*** Block opens ***
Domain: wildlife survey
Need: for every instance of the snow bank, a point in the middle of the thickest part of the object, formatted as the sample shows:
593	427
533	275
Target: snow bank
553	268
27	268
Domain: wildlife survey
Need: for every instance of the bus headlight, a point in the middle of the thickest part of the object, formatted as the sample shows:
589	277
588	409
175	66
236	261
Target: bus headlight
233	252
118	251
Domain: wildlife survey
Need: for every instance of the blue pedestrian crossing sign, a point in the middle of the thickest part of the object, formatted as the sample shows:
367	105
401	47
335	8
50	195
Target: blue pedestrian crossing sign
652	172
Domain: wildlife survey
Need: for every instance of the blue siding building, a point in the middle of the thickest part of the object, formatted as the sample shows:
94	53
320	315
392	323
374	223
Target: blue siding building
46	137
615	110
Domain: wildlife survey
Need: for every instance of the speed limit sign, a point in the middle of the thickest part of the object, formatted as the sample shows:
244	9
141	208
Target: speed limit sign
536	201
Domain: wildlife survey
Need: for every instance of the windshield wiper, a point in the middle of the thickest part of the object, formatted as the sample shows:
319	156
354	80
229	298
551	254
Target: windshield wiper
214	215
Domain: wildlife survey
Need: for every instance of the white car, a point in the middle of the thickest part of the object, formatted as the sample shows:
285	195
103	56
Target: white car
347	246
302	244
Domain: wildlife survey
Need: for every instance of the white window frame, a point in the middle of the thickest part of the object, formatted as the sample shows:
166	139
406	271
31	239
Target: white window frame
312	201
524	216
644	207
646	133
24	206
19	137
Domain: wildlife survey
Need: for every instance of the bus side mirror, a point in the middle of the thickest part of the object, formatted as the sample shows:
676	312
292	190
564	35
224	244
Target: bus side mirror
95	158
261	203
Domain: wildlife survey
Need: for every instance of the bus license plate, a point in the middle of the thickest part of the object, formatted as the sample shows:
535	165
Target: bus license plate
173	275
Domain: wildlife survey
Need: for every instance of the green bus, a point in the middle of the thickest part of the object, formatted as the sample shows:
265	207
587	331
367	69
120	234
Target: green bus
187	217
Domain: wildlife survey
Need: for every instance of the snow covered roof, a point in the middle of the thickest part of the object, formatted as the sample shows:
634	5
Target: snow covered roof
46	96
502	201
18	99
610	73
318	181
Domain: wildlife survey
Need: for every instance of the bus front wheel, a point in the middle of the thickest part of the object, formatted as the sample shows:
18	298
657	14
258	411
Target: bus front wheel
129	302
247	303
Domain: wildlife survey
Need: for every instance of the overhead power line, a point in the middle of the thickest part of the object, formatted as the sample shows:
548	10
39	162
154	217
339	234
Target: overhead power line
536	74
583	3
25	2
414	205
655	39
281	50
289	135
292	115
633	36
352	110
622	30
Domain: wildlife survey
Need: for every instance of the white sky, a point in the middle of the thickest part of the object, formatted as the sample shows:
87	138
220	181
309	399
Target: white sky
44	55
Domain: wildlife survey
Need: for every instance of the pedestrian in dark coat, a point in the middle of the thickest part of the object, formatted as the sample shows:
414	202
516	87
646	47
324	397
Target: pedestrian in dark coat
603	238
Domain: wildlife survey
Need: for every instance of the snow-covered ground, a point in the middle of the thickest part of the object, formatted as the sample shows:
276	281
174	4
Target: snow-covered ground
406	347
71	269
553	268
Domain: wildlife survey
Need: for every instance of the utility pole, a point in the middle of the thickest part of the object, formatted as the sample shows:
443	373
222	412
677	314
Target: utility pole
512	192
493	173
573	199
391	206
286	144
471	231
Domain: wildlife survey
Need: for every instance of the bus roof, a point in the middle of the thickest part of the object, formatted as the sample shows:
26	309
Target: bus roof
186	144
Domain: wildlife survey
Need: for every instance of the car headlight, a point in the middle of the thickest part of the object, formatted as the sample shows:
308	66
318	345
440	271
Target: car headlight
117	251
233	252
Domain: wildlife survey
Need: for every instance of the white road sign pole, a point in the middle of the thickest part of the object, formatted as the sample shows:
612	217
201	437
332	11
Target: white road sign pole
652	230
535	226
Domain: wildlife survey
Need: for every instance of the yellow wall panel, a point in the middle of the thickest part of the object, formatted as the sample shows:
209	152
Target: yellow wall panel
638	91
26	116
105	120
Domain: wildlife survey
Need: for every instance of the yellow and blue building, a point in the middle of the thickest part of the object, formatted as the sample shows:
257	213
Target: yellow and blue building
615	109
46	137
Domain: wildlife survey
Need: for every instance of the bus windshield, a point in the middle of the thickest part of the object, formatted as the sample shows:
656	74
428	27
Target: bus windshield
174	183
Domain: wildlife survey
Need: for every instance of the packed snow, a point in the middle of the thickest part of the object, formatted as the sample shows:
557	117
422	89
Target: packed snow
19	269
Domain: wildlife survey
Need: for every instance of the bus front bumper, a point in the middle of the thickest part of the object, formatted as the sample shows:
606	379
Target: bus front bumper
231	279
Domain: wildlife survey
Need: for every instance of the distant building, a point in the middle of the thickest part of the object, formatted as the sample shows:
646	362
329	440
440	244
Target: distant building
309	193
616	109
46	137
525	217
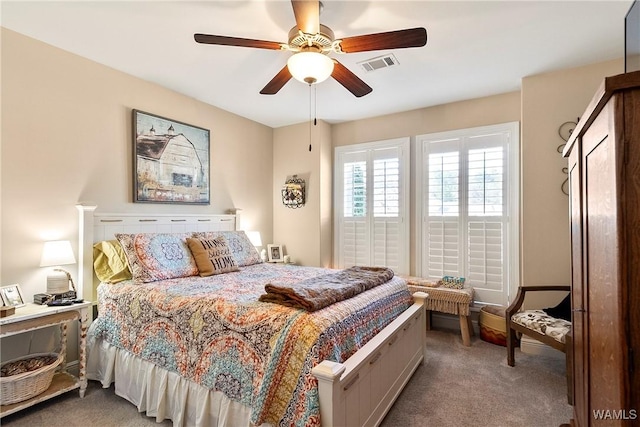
*** Block closes ***
TO DO —
Drop the images; return the entries above exactly as they appear.

ANSWER —
Domain: wildlife survey
Need: for every instance of the snow bank, a point in the middle of the thickest part of the object, formatted as the sample shows:
593	427
533	275
Target: snow bank
553	268
27	268
Domain: wildlife survey
Need: for every instance of the bus headlight, a point in the middle of the thickest part of the object, formatted as the sample shows:
589	277
588	409
175	66
236	261
Target: bus headlight
233	252
118	251
Domain: wildlife survey
Need: for every instance of the blue pedestrian crossing sign, a point in the middle of the thickest part of the object, formatted as the sample shows:
367	105
401	47
335	8
50	195
Target: blue pedestrian crossing sign
652	172
Domain: wildlife survey
Need: for every instance of the blue siding building, a point in the middle of the thickest part of the object, formatted as the sample shows:
94	53
320	315
392	323
374	223
Target: blue siding building
46	137
615	110
Domain: wildlife survey
Need: for every instance of the speed limit sign, a point in the middle of the thickest part of the object, formatted as the sample shows:
244	9
141	208
Target: speed limit sign
536	201
Domain: wildlife survey
Need: for every instance of the windshield wiper, a point in the middle of the thickest part of the object, formatted as the sample shows:
319	156
354	80
229	298
551	254
Target: windshield wiper
214	215
Domain: wildlife survey
Need: for every instance of the white car, a point in the middle of the thickest part of the object, formatted as the sample shows:
285	195
103	56
Target: white car
347	246
302	244
Domain: wildlife survey
Need: for every instance of the white window frame, a point in the middle of the thickest part of the object, formatted as the sample shows:
166	139
406	271
31	239
Target: white window frame
312	201
524	216
644	207
646	133
24	206
19	137
Domain: wildlife survey
Need: for every instance of the bus side mirror, a point in the middle of the thickest part of the object, formatted as the sample shows:
676	312
292	190
564	35
224	244
Target: bus side mirror
95	158
261	203
Domain: wildlife survey
Need: for every instance of the bus license plate, a point in the middle of the thickest part of the object, formatted as the sample shows:
535	165
Target: bus license plate
173	275
Domain: wildlife survey
Need: for every instance of the green bus, a point in the middle of the thickest part of the object, formatted as the sample shows:
265	207
587	331
367	69
120	234
Target: green bus
187	217
Domain: wildlife survey
Need: for every instance of the snow covered roof, a point in the middle of the thickest part of the object, formatted as the sample shows:
634	5
Target: snow covered roof
46	96
502	201
18	99
610	73
318	181
Domain: wildlife survey
Need: for every instance of the bus front wheel, a point in the middle of the thickest part of the object, formatted as the sample shows:
18	298
657	14
258	411
Target: bus front wheel
129	302
247	303
Domain: wildlife survey
Need: for every instance of the overhead power line, a point in the middle of the thickest part of the object, formatted as the sample shows:
548	10
39	162
154	217
339	234
Target: overhead power line
536	74
583	3
25	2
414	205
655	39
281	50
289	135
292	115
633	36
352	110
622	30
Domain: wildlife survey
Need: for every instance of the white sky, a point in the middle of the thickest part of the object, formatted as the sample shows:
87	138
220	181
309	399
Target: white sky
44	55
Domain: wildlife survey
Need: for every instance of the pedestrian in dark coat, a point in the middle of the thickest part of the object, formatted as the sample shows:
414	202
516	87
646	47
324	397
Target: pedestrian in dark coat
603	238
Domain: wildlife survey
Need: for every instance of the snow-covered ground, a point in the middle of the thickest part of the object, formatted as the sample shows:
276	281
174	4
Target: snow-covered ground
406	347
71	269
553	268
Domain: wildlife survey
Need: for every instance of the utility pole, a point in the middle of the thickest part of the object, formatted as the sample shows:
443	373
222	412
677	314
Target: utility pole
512	192
493	173
573	199
391	206
286	144
471	231
Domain: wildlife survey
Need: for every instance of the bus roof, a point in the middle of the thickest part of the object, formatted as the sample shows:
26	309
Target: bus roof
186	144
Domain: wildlife survey
Need: for every instance of the car headlight, a point in the middle of the thickest part of the object, formatted as the sample shows:
308	66
318	345
440	271
Target: car headlight
117	251
233	252
Domain: wildlife survey
Need: for every instance of the white road sign pole, a point in the middle of the thickest part of the object, formatted as the sample shows:
612	217
201	437
332	11
Target: white road sign pole
652	230
535	226
Domain: wildlife survey
Need: for every instance of the yellow wall panel, a point in the middle of the thickest part of the object, formatted as the sample shows:
209	152
Target: yellow wall panel
638	91
26	116
105	120
Domain: wildlife survey
Need: for every instance of the yellow and blue building, a point in the middle of the thickest part of the object, formatted as the sample shows:
257	213
Target: yellow and blue building
615	109
46	137
Domain: wildlife survey
Need: for every instance of the bus windshield, a point in the middle of the thickest part of the object, formatted as the sample shows:
656	74
428	27
Target: bus windshield
174	183
Domain: wildlife survey
Need: for every instance of the packed snow, a point in the middle of the thickest part of the object, formatted as the sample shows:
557	117
422	89
Target: packed snow
19	269
Domain: wildlife survey
Need: for every instance of the bus front bumper, a point in the middle of the thickest part of the object, formatted as the sample shows:
606	379
Target: bus front bumper
231	279
Domain: wildlife survey
Need: for every instance of the distant building, a point in the middle of the thickest part of the object, formatted as the sample shows:
646	362
329	440
440	244
Target: distant building
309	193
616	109
46	137
525	217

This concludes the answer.